**ABOUT THIS EXERCISE:**
Make a verbatim copy of the entries below; pictures stay out.

**Data entries:**
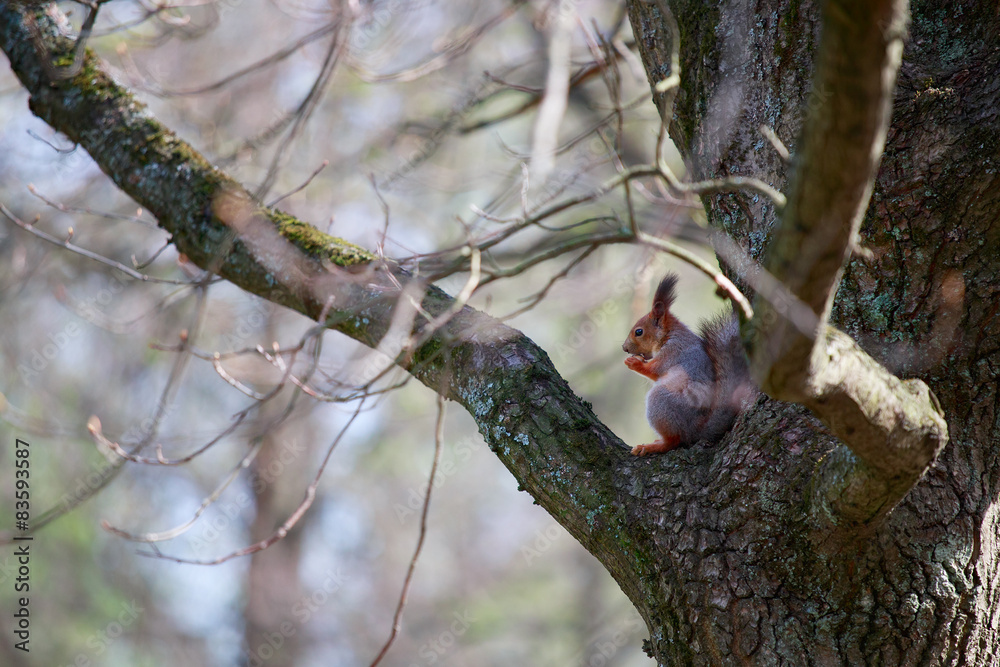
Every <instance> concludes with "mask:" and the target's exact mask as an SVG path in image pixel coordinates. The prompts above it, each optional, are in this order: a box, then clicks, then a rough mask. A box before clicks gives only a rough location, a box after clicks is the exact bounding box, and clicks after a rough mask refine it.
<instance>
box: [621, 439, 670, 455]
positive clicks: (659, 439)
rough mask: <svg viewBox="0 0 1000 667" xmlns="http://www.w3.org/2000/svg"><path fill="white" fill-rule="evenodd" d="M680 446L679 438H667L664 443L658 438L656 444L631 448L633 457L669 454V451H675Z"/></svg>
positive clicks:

**RESPONSE TO THE EXERCISE:**
Every <instance> concludes with "mask:" and the target's exact mask as an SVG path in image pixel coordinates. The prompts above it, each optional, are in this order: a box, then clicks, then a rough mask. A box before clicks gives only a rough location, a box after clicks is the exact bounding box, and clicks after a rough mask refine it.
<instance>
box: [621, 439, 670, 455]
positive clicks: (659, 439)
rough mask: <svg viewBox="0 0 1000 667" xmlns="http://www.w3.org/2000/svg"><path fill="white" fill-rule="evenodd" d="M680 446L679 438H667L664 443L658 438L656 444L631 448L633 457L669 454V451H675Z"/></svg>
positive clicks:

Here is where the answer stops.